TASK GOAL
Locate each line in the items below that contains the string "carriage" and copy those lines out in full.
[begin SUPPLIED ENTRIES]
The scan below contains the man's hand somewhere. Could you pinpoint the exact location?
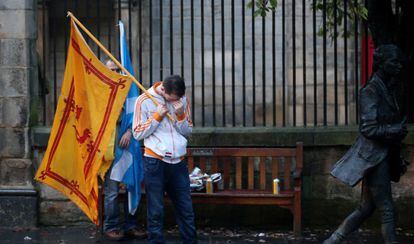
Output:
[171,100,184,115]
[119,129,132,148]
[157,104,168,116]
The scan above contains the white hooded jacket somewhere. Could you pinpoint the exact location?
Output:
[132,82,193,164]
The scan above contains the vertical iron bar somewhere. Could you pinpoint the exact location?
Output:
[85,0,90,45]
[53,12,58,111]
[354,0,360,124]
[158,0,164,80]
[322,0,327,126]
[231,0,236,126]
[170,0,174,74]
[241,0,246,126]
[107,0,112,52]
[211,0,216,126]
[302,0,307,127]
[200,0,205,127]
[139,1,143,86]
[262,13,266,126]
[150,1,154,86]
[128,0,134,60]
[252,4,256,126]
[96,0,101,59]
[334,1,338,125]
[41,0,46,125]
[312,0,318,126]
[180,0,184,77]
[190,1,195,125]
[272,11,276,126]
[63,0,69,60]
[292,0,296,126]
[221,0,226,126]
[344,0,348,125]
[364,0,368,83]
[282,1,286,126]
[115,0,122,60]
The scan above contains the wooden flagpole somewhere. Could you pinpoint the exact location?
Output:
[68,11,175,122]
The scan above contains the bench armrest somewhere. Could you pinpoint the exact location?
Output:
[293,169,302,180]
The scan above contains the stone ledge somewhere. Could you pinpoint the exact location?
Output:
[0,0,36,10]
[0,194,38,228]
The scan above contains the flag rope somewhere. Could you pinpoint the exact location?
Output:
[67,11,175,122]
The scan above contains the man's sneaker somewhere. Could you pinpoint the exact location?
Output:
[104,230,125,241]
[125,228,147,239]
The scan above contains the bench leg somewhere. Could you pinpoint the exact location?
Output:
[293,190,302,237]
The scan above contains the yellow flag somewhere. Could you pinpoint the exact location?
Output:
[35,20,132,224]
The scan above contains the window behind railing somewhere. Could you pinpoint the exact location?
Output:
[37,0,382,127]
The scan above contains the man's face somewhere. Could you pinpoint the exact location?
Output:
[106,60,121,73]
[164,92,180,102]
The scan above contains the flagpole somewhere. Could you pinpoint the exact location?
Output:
[68,11,175,122]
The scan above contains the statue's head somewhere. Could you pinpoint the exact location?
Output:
[373,44,403,77]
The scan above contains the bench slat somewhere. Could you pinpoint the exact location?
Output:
[236,157,242,189]
[187,147,296,157]
[223,158,230,189]
[247,157,254,190]
[272,157,279,180]
[210,157,218,174]
[259,157,266,190]
[200,157,206,172]
[283,157,292,191]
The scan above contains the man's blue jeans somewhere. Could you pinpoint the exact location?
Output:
[104,167,138,232]
[144,157,197,243]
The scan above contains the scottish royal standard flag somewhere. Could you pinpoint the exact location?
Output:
[111,21,143,214]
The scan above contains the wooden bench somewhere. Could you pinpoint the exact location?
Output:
[99,142,303,236]
[187,142,303,236]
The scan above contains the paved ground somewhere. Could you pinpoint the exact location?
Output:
[0,226,414,244]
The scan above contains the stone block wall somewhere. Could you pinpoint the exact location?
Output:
[34,126,414,230]
[38,0,359,126]
[0,0,37,227]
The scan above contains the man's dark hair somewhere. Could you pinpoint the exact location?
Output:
[372,44,403,72]
[162,75,185,97]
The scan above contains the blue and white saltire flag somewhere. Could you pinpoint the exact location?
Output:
[111,21,143,214]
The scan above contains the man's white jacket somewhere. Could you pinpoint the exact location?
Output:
[132,82,193,164]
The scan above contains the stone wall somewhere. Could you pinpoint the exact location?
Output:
[0,0,37,227]
[34,126,414,230]
[38,0,359,126]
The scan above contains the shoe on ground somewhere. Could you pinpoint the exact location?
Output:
[104,230,125,241]
[125,228,147,239]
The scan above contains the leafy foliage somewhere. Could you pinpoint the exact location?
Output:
[247,0,368,39]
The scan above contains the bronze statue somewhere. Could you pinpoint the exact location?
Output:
[324,44,408,244]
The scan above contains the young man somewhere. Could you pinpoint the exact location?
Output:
[104,60,146,240]
[132,75,197,243]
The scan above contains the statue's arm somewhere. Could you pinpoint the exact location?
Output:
[359,87,402,143]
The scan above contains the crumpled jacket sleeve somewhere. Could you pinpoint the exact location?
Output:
[359,87,399,142]
[132,95,163,141]
[175,98,193,137]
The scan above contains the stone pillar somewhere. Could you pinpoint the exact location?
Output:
[0,0,37,227]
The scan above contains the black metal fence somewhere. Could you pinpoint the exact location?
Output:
[38,0,369,127]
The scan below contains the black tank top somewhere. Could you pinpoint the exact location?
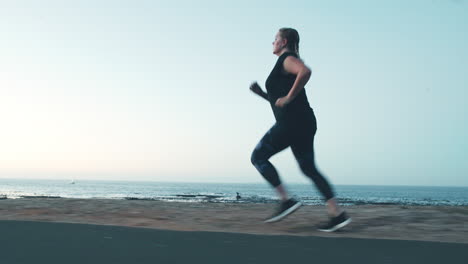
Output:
[265,52,313,123]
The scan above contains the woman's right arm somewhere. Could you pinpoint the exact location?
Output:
[250,82,268,101]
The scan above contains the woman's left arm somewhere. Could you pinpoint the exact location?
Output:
[275,56,312,107]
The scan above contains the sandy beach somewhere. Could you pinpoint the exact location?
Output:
[0,198,468,244]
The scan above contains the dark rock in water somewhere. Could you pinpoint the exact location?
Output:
[20,195,62,199]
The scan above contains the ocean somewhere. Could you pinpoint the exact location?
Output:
[0,179,468,206]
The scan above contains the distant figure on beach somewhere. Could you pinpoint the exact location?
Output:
[250,28,351,232]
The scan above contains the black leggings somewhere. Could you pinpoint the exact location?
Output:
[251,116,334,200]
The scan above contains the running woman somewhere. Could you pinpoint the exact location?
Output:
[250,28,351,232]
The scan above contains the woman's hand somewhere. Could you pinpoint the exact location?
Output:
[250,82,263,94]
[275,96,291,108]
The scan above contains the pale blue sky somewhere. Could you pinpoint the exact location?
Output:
[0,0,468,186]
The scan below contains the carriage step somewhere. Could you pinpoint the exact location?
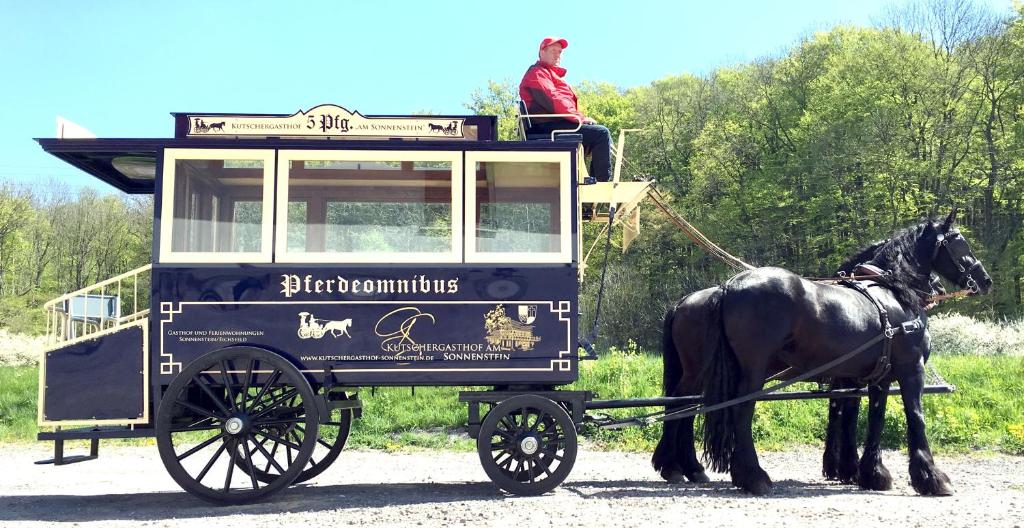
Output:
[36,427,153,466]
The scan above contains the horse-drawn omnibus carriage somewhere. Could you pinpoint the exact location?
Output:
[39,105,655,502]
[38,105,987,503]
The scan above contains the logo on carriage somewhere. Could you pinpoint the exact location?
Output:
[483,305,541,351]
[298,312,352,339]
[193,118,227,134]
[428,121,459,136]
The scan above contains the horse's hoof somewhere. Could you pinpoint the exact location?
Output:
[857,463,893,491]
[660,470,686,484]
[821,456,839,480]
[686,470,711,484]
[910,469,956,497]
[835,463,857,484]
[743,480,772,497]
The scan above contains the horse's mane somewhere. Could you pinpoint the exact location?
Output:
[851,221,934,313]
[836,240,887,275]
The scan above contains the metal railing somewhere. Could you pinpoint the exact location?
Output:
[43,264,153,348]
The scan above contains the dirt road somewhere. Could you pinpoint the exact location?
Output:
[0,443,1024,528]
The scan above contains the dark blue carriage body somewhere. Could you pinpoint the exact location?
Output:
[152,265,578,386]
[39,107,582,427]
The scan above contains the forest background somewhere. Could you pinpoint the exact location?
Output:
[0,1,1024,349]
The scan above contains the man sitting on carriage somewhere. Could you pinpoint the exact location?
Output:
[519,37,611,181]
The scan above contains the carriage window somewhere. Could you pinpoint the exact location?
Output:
[466,152,571,262]
[161,148,273,263]
[276,150,462,262]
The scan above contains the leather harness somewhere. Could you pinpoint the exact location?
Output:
[839,264,925,385]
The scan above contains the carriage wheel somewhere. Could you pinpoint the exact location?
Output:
[236,388,352,484]
[476,394,577,495]
[156,347,319,504]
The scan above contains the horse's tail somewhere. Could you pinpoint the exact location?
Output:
[701,288,740,473]
[650,308,683,471]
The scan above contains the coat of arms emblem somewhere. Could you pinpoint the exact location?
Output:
[483,305,541,351]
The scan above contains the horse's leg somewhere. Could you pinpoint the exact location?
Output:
[894,361,953,495]
[839,388,860,484]
[821,398,843,480]
[676,375,711,483]
[821,379,860,484]
[726,369,772,495]
[857,384,893,491]
[650,407,684,484]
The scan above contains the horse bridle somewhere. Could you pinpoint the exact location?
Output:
[932,228,982,294]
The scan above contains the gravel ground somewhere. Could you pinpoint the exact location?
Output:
[0,443,1024,528]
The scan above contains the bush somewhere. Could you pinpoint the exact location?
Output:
[928,313,1024,356]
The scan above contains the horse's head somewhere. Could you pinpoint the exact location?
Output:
[923,209,992,294]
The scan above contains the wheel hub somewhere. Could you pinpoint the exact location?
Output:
[224,416,246,435]
[519,436,541,454]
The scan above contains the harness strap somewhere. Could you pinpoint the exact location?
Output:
[598,284,924,429]
[840,280,897,385]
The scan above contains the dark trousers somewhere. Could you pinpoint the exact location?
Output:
[529,121,611,181]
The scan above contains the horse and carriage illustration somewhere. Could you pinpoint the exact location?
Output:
[38,103,991,503]
[298,312,352,339]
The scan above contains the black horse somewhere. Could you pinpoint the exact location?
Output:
[651,240,917,483]
[652,213,991,494]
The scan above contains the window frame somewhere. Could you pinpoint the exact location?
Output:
[463,150,573,264]
[274,148,464,264]
[160,147,275,264]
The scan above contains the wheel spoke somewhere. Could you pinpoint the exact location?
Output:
[242,437,259,491]
[191,373,230,416]
[538,460,551,477]
[239,357,255,411]
[178,433,224,461]
[256,433,285,475]
[224,439,239,493]
[256,438,281,473]
[540,448,562,461]
[220,359,238,410]
[512,460,522,480]
[496,453,515,472]
[495,415,516,436]
[253,368,282,411]
[196,442,227,482]
[252,388,299,421]
[253,417,306,426]
[256,430,300,450]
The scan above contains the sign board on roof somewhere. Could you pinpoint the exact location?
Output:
[186,104,466,139]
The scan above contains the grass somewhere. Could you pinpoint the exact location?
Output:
[6,347,1024,455]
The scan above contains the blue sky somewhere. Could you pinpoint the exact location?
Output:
[0,0,1012,189]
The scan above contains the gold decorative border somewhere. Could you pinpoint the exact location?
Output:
[160,301,572,375]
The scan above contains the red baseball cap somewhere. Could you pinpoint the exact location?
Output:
[538,37,569,51]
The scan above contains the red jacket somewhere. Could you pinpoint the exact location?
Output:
[519,60,584,122]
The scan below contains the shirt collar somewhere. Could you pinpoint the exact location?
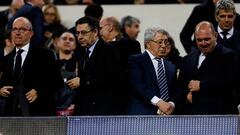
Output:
[16,43,30,52]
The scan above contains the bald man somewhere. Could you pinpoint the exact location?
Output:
[176,21,238,115]
[0,17,63,116]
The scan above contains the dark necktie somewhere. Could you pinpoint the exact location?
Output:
[14,49,24,79]
[156,58,169,101]
[83,48,90,69]
[221,31,228,41]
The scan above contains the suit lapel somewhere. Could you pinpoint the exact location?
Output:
[143,52,157,83]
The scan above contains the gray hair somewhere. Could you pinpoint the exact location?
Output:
[144,27,170,48]
[121,16,140,32]
[215,0,236,16]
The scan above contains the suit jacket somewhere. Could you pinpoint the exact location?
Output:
[217,29,240,104]
[176,44,238,115]
[128,52,177,115]
[74,39,121,115]
[180,0,240,53]
[0,44,63,116]
[8,3,44,46]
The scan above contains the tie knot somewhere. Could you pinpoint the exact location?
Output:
[221,31,228,36]
[155,57,162,62]
[17,49,24,55]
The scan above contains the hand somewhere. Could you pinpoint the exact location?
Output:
[157,100,174,115]
[67,77,80,89]
[25,89,38,103]
[187,91,192,103]
[0,86,13,97]
[188,80,200,92]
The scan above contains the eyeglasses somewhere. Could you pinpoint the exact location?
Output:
[99,24,111,30]
[151,40,170,45]
[76,29,94,36]
[11,27,31,33]
[44,12,56,16]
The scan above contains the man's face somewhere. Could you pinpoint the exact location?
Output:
[216,9,236,31]
[99,20,111,42]
[147,33,170,58]
[58,32,76,53]
[11,19,33,48]
[76,23,98,47]
[126,22,140,39]
[195,26,217,55]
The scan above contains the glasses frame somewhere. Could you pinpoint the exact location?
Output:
[11,27,31,33]
[150,40,170,46]
[75,29,94,37]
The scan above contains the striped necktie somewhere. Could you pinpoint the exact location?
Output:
[156,58,169,101]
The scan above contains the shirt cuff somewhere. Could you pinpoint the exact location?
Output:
[151,96,162,106]
[168,101,175,107]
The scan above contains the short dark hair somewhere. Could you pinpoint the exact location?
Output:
[84,3,103,20]
[75,16,99,31]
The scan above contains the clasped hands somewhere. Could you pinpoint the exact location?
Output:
[66,77,80,89]
[187,80,200,103]
[0,86,38,103]
[156,100,174,115]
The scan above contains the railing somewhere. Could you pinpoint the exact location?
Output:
[0,115,240,135]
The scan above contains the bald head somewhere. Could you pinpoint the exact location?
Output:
[11,17,33,48]
[195,21,217,55]
[195,21,216,34]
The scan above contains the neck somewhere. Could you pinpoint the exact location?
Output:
[59,51,73,60]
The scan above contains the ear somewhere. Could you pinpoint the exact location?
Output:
[108,25,113,32]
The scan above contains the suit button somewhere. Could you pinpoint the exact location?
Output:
[86,81,90,85]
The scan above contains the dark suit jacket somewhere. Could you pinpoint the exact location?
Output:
[128,52,177,115]
[8,3,44,46]
[111,38,141,114]
[74,39,124,115]
[217,29,240,104]
[0,45,63,116]
[176,44,238,115]
[180,0,240,53]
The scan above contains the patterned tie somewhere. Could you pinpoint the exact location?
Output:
[221,31,228,41]
[156,58,169,101]
[14,49,24,79]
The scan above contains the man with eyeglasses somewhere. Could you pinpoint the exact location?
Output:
[128,27,177,115]
[176,21,239,115]
[74,16,124,115]
[8,0,45,46]
[0,17,63,116]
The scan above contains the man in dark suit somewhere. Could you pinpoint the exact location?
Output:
[100,17,141,114]
[8,0,45,46]
[74,16,124,115]
[215,0,240,54]
[180,0,240,54]
[128,28,177,115]
[0,0,24,43]
[0,17,63,116]
[176,21,238,115]
[215,0,240,108]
[end SUPPLIED ENTRIES]
THE OUTPUT
The scan below contains the carriage step somewhere. Could you pinpoint the exact location?
The scan above contains the horse-drawn omnibus carriage somewhere. Could you pinpoint the exact location?
The scan above contains the logo on carriage somewhere. Could you pinpoint the exact location?
The scan above contains the dark blue carriage body somewhere. Could you pinpoint the exact location?
The scan above contains the man sitting on carriage somewhere. Could you pinpoint the exact location?
The scan above contains the carriage window somewhere. Could you pinpoint the exact location?
The scan above contains the carriage wheel somewhere. Could you pinpoint the exact location?
The scan above contains the horse and carriage illustration somewhere. Could you pinpoint the exact location?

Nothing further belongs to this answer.